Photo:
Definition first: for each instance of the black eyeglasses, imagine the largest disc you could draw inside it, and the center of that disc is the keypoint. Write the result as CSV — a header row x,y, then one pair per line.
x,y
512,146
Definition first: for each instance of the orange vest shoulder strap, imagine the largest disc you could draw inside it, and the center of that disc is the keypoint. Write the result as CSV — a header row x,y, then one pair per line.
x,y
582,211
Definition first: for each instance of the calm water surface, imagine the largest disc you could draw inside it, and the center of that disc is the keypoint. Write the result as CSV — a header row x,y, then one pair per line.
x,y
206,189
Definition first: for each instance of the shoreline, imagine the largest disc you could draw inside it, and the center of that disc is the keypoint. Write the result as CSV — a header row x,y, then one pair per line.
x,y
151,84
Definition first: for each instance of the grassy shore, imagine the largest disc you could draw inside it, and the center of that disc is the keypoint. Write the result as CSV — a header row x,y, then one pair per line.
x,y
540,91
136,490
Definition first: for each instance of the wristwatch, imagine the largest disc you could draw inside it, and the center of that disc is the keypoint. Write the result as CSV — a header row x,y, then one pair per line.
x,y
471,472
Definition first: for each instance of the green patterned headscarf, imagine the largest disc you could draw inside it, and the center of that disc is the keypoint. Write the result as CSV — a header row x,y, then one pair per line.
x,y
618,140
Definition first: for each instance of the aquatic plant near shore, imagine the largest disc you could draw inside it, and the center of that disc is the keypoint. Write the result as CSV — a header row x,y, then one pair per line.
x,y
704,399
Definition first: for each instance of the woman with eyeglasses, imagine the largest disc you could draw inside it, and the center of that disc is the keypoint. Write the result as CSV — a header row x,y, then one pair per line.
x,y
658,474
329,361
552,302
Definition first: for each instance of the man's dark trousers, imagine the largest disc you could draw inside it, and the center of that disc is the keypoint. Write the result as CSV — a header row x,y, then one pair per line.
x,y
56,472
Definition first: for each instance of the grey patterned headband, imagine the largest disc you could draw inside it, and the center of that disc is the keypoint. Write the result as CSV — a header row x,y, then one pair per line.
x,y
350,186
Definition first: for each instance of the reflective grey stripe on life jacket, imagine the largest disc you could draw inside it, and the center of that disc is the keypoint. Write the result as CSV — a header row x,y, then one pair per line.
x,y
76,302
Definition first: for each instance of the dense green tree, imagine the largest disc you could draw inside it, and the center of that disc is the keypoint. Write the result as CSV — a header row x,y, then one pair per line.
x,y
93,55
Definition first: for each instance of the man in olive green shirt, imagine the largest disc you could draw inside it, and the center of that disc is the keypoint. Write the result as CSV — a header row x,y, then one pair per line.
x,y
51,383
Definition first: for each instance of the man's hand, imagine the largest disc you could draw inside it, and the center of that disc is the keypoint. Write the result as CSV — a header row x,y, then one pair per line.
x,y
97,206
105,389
□ □ □ □ □ □ □
[YOUR OBJECTIVE] Output all of the data again, exactly.

[TASK RESULT]
Photo:
Definition first: for each instance of the black eyeglasses, imagine the largest disc you could draw inside it, and the center of that disc is the keypoint. Write the result as CSV — a header row x,y, then one pair per line.
x,y
512,146
Definition first: for each instance of the orange vest shoulder strap, imagine the largest disc you could draw inside it, and the center of that disc is the keypoint. Write the result as CSV — a header row x,y, then one pair per line.
x,y
582,211
Definition first: for each instance of the calm water surface, imagine the largest disc you could draw inside it, and the center of that disc is the keypoint. Write the result as CSV — a header row x,y, then one pair per line.
x,y
206,189
Definition first: for each instance of the shoreline, imagine the largest disc you could draw inside it, and the center of that disc is the keypoint. Write the result as CSV — a header row x,y, then one pair per line.
x,y
151,84
Definition first: for each instance of the grassy shore, imagine the largest disc you could draw inside it, and the center of that disc is the keypoint. Write the result as CSV — a header row x,y, then one pair per line.
x,y
540,91
136,490
Definition first: for each instance of the wristwatch, imagine the largest disc you could draw inside it, and the center of that disc is the keypoint. Write the result as CSV — a header row x,y, then one pair per line.
x,y
471,472
Definition first: for each instance of the green patterned headscarf, imagine the largest disc you could draw inside it, and the center of that disc is the keypoint. Write the result as CSV — a header row x,y, then one pair per line.
x,y
618,140
Definition first: for each instance of the aquatic plant near shore, imagine the largest disc you could draw inside it, and the center of that disc is the keypoint. Write the result as CSV — a header row x,y, then one pair per line.
x,y
704,399
Definition first: for each instance of the woman with eyeglasses, imagine the largest disc you could draw inside it, and the center of that disc is the keypoint. Write the result as CSV — a header row x,y, then one pair per line.
x,y
658,474
329,361
552,302
Definition first: for each instance of the man's dark trousers, imagine the largest disc you could draw inside it, and the center of that disc is the keypoint. Write the result as CSV — a header row x,y, then one pair per line.
x,y
56,472
Definition first: for each instance of the grey patterned headband, imagine the largest disc you could draw inside it, and the center of that disc is the keypoint. Write the result as CSV — a header row x,y, then one pair per line.
x,y
350,186
Definition first: for each instance of the reflective grey stripe on life jacket, imagine the largest disc you could draw inside it, and the center of that disc is the keypoint. Write the result as CSV — a header row x,y, then one pair per line.
x,y
76,302
Definition first: for each instance of the dense green tree, imagine the largest disc you could draw inside it, and the center of that disc is the keypoint. Write the result as CSV — a header row x,y, then one pair per line.
x,y
93,55
Definition first: for each instance of the man in olive green shirt, imagine the largest disc you could draw inside it, and the center of that disc is the keypoint. Write the result as CSV — a header row x,y, then one pair per line.
x,y
51,383
Definition first: for each instance of the man's hand, imagine the largest disc you could draw inside it, and the center of that disc is the keypoint. Write the result as CSV — a header row x,y, then one pair per line.
x,y
97,206
105,389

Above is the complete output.